TO DO.
• a. Which distinct account names appear in the sales data on the pandas duplicates page?
• b. Can you extend the pandas duplicates page, picking up right after its last line of code?

SELECTED EXCERPT.
|---|
Pandas Duplicates
Careful how you remove duplicate in pandas, when indexes are involved.
Below is probably how you want to do this… hence, you want to eliminate the duplicate index, talking the last one.
sales1 = [{'idx':1,'account': 'Jones LLC', 'Jan': 150, 'Feb': 200, 'Mar': 140},
{'idx':2,'account': 'Alpha Co', 'Jan': 200, 'Feb': 210, 'Mar': 215},
{'idx':3,'account': 'Blue Inc', 'Jan': 50, 'Feb': 90, 'Mar': 95 }]
sales2 = [
{'idx':2,'account': 'Alpha Co', 'Jan': 200, 'Feb': 210, 'Mar': 215},
{'idx':3,'account': 'Blue Inc', 'Jan': 51, 'Feb': 90, 'Mar': 95 },
{'idx':4,'account': 'Green Inc', 'Jan': 50, 'Feb': 90, 'Mar': 95 },
{'idx':5,'account': 'Yellow Inc', 'Jan': 50, 'Feb': 90, 'Mar': 95 }]
df = pd.DataFrame(sales1)
df=df.set_index('idx')
df2 = pd.DataFrame(sales2)
df2=df2.set_index('idx')
d=pd.concat([df,df2],ignore_index=False)
d=d[~d.index.duplicated(keep='last')]
d
Duplicate Indexes (here we want to keep duplicate rows)
Here we also get the correct answer.
sales1 = [{'Quarter':1,'sales': 50},
{'Quarter':2,'sales': 50},
{'Quarter':3,'sales': 46 }]
sales2 = [{'Quarter':3,'sales': 50},
{'Quarter':4,'sales': 52},
{'Quarter':5,'sales': 46 }]
df = pd.DataFrame(sales1)
|---|
Location labeling records
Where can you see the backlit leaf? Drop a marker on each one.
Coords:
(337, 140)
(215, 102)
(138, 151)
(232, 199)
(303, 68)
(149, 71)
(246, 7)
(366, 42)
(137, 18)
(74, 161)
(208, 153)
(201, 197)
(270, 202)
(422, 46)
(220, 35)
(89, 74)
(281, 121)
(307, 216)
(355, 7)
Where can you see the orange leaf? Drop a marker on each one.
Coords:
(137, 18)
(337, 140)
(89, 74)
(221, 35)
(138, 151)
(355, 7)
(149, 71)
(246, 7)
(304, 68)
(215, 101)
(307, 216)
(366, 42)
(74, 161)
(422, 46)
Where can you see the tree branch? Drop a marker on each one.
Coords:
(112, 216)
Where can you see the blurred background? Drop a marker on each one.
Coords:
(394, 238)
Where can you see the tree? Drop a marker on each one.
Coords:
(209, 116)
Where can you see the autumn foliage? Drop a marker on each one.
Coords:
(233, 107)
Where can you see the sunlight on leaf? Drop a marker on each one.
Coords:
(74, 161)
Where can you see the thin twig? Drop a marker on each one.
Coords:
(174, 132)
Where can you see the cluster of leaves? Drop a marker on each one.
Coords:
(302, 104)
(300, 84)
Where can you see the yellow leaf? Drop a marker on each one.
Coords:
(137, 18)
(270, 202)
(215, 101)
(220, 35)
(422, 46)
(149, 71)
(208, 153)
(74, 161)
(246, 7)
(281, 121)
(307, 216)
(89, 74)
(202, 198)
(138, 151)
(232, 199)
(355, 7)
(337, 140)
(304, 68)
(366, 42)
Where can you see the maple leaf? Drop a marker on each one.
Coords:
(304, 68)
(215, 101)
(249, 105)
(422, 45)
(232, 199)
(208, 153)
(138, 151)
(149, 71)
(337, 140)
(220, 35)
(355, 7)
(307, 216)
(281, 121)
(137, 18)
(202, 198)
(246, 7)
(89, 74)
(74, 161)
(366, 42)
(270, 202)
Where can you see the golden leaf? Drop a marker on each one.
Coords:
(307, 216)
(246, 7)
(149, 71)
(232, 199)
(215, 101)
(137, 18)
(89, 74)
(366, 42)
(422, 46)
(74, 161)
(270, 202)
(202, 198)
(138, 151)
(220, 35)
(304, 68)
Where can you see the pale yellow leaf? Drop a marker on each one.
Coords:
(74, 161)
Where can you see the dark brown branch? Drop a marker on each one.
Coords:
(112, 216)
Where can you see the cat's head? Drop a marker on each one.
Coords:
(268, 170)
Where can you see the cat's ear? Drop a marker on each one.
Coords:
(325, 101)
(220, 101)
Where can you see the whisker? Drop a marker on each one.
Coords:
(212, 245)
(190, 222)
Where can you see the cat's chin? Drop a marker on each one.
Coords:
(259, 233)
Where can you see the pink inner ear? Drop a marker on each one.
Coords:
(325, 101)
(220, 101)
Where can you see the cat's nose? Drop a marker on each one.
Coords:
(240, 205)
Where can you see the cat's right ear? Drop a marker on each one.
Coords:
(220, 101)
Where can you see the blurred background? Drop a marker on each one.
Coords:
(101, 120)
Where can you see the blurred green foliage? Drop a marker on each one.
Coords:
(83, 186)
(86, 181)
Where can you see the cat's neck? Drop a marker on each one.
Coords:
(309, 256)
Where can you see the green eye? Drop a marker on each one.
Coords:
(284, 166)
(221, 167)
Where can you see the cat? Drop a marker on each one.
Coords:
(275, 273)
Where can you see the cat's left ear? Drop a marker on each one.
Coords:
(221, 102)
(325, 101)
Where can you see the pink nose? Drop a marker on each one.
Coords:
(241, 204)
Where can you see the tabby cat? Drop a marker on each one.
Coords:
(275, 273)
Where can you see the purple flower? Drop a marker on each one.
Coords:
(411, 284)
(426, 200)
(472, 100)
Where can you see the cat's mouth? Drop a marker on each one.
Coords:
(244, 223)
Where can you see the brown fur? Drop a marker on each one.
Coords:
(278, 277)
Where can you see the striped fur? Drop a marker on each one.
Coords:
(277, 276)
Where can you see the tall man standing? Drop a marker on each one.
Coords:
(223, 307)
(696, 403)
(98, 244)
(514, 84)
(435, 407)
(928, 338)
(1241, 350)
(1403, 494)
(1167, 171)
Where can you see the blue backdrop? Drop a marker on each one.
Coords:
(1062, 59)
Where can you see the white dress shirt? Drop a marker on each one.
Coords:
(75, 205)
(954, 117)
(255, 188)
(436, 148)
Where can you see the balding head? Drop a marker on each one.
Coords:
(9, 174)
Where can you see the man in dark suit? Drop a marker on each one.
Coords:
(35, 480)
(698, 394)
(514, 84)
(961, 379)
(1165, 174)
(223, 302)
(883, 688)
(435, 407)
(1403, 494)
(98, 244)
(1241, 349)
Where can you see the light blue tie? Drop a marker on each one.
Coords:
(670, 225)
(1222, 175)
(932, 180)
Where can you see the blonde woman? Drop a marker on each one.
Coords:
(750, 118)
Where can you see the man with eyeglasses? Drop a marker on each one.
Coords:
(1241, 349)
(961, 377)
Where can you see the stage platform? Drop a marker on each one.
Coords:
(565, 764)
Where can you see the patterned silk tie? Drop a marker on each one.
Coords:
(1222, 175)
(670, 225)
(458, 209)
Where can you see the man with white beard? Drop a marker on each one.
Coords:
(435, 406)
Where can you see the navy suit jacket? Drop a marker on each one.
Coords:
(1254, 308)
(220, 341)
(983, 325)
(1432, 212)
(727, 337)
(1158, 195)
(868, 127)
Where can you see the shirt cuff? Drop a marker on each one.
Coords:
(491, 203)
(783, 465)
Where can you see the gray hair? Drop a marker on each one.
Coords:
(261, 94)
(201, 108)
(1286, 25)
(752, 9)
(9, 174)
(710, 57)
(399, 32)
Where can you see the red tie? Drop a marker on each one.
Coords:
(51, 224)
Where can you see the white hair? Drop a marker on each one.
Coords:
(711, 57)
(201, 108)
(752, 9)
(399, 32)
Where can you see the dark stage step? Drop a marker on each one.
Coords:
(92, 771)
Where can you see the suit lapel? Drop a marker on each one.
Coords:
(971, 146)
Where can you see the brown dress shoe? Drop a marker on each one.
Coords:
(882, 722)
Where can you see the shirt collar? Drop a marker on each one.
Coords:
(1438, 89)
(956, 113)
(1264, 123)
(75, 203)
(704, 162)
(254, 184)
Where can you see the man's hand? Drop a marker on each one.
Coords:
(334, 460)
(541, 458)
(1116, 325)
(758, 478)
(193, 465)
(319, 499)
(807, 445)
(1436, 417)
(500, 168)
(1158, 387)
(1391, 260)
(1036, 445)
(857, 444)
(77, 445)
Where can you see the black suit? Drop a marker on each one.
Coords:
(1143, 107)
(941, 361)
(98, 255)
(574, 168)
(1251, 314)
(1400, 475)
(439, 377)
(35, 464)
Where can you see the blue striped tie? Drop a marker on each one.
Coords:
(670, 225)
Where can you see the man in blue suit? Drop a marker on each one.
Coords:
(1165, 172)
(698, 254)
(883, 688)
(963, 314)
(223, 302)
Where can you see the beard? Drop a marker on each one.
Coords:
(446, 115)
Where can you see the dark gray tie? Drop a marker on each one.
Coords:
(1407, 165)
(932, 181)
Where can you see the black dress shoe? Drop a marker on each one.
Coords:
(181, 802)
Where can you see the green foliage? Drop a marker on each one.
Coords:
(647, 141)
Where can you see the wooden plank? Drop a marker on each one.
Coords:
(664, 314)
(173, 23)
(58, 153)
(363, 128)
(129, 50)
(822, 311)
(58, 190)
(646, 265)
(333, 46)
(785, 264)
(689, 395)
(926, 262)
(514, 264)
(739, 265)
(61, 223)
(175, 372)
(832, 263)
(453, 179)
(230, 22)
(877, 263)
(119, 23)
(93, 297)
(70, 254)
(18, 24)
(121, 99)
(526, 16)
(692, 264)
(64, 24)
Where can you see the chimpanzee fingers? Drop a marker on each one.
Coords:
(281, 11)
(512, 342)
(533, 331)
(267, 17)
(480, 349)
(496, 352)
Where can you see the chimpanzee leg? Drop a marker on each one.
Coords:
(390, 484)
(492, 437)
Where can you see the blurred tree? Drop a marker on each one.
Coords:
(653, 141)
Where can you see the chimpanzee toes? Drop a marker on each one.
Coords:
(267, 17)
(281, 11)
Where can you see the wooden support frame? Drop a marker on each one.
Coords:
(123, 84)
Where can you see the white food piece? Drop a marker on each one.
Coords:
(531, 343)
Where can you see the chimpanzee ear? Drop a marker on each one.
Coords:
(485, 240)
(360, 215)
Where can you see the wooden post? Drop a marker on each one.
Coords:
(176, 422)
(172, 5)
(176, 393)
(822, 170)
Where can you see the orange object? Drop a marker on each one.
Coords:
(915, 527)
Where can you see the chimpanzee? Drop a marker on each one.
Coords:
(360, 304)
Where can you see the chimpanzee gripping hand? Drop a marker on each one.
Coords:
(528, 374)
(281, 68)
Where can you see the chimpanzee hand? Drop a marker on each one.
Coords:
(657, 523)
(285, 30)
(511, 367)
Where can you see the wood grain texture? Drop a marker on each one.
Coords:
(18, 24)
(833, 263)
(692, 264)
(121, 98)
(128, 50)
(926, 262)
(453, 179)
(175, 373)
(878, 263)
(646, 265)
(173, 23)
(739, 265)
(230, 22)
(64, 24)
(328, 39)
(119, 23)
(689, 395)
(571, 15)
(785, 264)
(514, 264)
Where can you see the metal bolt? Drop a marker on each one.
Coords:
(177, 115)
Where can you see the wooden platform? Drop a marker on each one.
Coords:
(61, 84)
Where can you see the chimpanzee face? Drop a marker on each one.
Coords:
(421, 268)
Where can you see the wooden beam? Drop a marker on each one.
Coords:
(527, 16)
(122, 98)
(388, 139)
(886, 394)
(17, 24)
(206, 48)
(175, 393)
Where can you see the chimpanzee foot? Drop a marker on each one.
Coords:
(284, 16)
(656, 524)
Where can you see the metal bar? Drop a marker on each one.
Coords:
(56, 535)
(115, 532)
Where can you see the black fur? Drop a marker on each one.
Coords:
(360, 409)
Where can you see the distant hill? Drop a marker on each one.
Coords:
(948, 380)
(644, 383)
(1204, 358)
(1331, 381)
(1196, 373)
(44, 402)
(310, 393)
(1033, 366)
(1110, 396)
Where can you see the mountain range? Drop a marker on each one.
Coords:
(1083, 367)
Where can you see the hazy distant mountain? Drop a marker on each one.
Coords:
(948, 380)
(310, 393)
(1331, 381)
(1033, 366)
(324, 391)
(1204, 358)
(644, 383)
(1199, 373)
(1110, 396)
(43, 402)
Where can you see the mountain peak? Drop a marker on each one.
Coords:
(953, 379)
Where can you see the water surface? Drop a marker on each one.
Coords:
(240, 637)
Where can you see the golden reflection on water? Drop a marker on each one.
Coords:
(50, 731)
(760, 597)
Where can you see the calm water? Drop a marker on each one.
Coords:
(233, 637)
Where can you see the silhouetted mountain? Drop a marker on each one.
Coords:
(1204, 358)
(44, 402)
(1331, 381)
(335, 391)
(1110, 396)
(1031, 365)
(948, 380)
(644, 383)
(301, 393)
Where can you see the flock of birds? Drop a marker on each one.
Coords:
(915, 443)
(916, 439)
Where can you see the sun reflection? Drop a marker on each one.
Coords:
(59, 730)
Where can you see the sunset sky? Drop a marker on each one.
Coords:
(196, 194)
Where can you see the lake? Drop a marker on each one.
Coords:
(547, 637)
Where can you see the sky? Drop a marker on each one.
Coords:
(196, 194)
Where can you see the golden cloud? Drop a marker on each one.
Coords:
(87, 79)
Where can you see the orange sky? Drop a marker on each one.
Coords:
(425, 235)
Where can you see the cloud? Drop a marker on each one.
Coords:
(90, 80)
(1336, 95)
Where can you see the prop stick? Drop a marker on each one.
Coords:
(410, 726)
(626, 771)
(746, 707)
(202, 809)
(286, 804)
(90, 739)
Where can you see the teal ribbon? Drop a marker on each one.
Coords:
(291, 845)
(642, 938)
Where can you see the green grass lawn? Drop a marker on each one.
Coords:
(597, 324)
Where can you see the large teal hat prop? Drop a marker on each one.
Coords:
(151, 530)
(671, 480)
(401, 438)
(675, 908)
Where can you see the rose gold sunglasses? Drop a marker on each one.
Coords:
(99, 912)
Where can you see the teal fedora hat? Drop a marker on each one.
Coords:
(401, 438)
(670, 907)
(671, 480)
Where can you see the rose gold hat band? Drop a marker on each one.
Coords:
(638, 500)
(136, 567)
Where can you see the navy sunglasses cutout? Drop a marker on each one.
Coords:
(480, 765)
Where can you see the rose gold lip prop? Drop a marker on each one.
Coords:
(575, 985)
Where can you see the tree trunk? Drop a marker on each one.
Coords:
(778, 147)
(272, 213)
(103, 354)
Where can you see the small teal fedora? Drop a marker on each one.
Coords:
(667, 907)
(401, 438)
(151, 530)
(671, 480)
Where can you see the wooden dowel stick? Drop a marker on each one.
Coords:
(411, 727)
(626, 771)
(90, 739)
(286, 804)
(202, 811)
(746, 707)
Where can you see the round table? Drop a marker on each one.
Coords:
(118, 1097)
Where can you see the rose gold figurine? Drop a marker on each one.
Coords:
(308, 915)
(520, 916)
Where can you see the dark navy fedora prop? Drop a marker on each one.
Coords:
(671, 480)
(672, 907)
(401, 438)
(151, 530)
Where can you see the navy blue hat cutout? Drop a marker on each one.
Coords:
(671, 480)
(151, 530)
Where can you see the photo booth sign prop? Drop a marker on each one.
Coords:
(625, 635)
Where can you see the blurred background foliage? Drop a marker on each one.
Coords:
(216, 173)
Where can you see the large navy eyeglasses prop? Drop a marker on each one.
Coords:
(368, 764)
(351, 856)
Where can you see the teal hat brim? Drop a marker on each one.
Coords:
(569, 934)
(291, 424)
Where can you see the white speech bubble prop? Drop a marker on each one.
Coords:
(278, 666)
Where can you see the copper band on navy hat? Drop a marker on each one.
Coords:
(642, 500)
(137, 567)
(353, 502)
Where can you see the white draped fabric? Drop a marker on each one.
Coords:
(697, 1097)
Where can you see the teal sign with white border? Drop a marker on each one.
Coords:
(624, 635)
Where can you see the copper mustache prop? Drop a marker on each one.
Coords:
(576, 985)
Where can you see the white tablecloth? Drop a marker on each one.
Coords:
|---|
IN RESPONSE.
• a. Jones LLC, Alpha Co, Blue Inc, Green Inc, Yellow Inc

• b.
df=df.set_index('Quarter')
df2 = pd.DataFrame(sales2)
df2=df2.set_index('Quarter')
d=pd.concat([df,df2],ignore_index=False)
d=d[~d.index.duplicated(keep='last')]
d
Drop Duplicates on Rows
Note, this may not be what you want. Notice we list Quarters 2 and 3, because it had the duplicate value 50, which just happened to be the correct sales. It’s the same query as above; but, we’re dropping duplicates.
sales1 = [{'Quarter':1,'sales': 50},
{'Quarter':2,'sales': 50},
{'Quarter':3,'sales': 46 }]
sales2 = [{'Quarter':3,'sales': 50},
{'Quarter':4,'sales': 52},
{'Quarter':5,'sales': 46 }]
df = pd.DataFrame(sales1)
df=df.set_index('Quarter')
df2 = pd.DataFrame(sales2)
df2=df2.set_index('Quarter')
d=pd.concat([df,df2],ignore_index=False)
d=d[~d.index.duplicated(keep='last')]
d.drop_duplicates()